▸ **Description of the task**
Reproduce verbatim every line from the one containing "We need the bounding box for the building" down to the one containing "left=0, top=337, right=91, bottom=520", including both of those lines.

▸ **Task material**
......
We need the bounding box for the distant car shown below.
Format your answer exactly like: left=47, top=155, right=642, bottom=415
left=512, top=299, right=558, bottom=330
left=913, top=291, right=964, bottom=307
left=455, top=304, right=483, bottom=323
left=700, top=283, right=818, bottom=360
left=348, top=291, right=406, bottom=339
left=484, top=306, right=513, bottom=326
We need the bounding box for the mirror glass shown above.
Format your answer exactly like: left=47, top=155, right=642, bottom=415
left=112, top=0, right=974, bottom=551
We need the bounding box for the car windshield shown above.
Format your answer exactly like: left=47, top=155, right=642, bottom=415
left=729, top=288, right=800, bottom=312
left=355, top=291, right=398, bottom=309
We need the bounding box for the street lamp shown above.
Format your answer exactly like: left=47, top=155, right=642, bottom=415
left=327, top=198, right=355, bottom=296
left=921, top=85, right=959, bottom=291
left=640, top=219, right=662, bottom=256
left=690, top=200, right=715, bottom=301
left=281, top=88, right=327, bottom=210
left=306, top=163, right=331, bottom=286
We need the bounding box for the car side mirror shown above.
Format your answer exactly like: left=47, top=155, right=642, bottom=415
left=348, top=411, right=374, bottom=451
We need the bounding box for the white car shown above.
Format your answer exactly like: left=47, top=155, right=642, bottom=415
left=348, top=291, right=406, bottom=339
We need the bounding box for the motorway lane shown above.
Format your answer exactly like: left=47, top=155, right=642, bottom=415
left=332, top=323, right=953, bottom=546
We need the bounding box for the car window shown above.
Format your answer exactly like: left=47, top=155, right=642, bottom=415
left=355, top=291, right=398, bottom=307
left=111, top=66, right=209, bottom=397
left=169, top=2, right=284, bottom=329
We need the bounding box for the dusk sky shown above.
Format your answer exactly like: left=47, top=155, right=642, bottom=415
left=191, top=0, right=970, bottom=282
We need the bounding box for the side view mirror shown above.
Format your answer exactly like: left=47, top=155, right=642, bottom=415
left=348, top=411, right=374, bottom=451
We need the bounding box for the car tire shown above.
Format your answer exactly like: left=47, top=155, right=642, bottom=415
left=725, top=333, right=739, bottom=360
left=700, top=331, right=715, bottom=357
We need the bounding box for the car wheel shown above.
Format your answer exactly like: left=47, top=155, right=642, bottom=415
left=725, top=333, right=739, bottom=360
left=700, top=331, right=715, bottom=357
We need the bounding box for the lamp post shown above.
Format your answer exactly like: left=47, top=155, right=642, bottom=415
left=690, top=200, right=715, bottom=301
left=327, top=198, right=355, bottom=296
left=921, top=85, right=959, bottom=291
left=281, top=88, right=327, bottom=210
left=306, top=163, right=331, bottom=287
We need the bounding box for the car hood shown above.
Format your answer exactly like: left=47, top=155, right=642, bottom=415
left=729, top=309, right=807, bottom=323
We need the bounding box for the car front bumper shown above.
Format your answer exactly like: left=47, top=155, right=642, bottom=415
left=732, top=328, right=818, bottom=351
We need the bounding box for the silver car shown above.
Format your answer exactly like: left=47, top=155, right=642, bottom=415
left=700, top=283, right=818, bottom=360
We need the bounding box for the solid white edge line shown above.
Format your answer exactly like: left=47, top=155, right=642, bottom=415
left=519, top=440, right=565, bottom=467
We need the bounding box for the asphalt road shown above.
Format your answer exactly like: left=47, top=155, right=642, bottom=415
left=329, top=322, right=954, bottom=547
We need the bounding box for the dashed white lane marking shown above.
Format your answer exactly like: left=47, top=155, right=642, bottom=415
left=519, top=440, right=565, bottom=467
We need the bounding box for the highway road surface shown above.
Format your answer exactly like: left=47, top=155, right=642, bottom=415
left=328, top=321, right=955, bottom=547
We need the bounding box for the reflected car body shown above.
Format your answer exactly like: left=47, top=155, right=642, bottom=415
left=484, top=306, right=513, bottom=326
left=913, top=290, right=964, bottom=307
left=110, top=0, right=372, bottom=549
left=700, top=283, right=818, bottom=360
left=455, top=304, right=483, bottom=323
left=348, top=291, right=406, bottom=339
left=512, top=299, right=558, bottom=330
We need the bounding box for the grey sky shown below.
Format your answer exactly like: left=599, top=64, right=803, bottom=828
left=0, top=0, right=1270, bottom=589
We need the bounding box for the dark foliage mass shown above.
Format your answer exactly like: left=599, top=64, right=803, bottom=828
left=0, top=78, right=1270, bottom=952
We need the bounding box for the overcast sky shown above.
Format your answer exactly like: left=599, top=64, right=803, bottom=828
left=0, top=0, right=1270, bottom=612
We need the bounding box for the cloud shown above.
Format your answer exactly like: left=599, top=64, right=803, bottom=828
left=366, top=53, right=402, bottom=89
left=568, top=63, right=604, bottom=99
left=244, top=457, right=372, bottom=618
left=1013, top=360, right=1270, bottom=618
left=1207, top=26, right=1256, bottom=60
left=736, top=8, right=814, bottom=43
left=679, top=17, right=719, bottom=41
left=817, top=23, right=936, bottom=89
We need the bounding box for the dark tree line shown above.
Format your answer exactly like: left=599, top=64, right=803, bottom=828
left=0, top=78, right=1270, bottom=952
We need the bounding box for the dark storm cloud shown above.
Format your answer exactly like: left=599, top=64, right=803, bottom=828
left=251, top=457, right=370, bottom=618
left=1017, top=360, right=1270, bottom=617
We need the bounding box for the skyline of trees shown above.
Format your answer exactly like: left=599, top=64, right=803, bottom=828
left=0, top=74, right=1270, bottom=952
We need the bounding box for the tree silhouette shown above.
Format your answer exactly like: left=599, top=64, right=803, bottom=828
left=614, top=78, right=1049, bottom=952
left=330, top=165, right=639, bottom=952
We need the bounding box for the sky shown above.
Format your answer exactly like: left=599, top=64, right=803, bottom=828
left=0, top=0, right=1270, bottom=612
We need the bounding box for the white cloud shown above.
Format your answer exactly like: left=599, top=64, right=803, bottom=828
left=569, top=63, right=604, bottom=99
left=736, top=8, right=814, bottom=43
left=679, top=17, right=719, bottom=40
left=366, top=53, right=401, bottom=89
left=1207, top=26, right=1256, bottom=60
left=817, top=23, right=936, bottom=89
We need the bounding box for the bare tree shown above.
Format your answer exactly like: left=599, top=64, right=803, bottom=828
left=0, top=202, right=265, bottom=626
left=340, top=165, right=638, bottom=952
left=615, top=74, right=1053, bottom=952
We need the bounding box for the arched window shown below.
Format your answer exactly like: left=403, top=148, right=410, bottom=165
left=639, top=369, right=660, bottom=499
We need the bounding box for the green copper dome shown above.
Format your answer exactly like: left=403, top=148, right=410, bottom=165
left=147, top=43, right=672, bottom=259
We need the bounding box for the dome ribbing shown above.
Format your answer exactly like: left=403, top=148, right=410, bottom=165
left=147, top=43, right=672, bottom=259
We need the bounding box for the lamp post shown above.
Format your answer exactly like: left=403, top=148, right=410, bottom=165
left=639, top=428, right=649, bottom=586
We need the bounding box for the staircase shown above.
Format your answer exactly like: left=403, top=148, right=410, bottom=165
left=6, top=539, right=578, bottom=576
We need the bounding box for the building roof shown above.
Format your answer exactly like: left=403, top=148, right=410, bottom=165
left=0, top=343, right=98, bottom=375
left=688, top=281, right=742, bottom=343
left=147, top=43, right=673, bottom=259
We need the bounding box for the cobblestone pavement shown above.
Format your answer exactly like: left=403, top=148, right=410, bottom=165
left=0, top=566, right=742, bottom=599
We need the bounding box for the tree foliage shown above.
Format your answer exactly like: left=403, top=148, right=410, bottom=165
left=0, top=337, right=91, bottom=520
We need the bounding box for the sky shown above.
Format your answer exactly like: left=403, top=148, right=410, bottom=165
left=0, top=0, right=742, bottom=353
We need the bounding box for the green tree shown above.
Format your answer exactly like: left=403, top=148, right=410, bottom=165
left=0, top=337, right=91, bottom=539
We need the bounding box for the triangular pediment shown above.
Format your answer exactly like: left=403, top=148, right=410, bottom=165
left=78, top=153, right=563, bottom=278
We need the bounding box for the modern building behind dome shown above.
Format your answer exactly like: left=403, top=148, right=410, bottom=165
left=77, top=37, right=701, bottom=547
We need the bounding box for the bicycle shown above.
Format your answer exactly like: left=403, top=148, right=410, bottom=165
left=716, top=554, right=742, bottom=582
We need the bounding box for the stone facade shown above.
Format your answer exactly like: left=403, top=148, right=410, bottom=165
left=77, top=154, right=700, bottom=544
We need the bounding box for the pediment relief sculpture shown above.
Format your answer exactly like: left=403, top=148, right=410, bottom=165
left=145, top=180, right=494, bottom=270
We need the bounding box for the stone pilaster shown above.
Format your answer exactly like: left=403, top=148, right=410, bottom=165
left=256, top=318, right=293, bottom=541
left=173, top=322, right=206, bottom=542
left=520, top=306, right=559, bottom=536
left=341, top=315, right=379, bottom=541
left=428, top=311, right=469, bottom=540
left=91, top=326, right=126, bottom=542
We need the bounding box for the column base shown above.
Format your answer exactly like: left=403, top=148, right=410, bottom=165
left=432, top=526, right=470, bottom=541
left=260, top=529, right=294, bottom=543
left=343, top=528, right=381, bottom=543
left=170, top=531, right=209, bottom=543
......
▸ **Complete response**
We need the bounding box for the building roof shown above.
Format your answer exactly like: left=403, top=148, right=410, bottom=165
left=0, top=343, right=98, bottom=375
left=688, top=281, right=742, bottom=343
left=147, top=43, right=673, bottom=259
We need the bounding box for the cobblestone pavement shown above.
Format your answer exactly like: left=403, top=148, right=410, bottom=165
left=0, top=566, right=742, bottom=599
We need the bounding box for the tree foliage shown above.
Format your answer exactly like: left=403, top=148, right=410, bottom=165
left=0, top=337, right=91, bottom=520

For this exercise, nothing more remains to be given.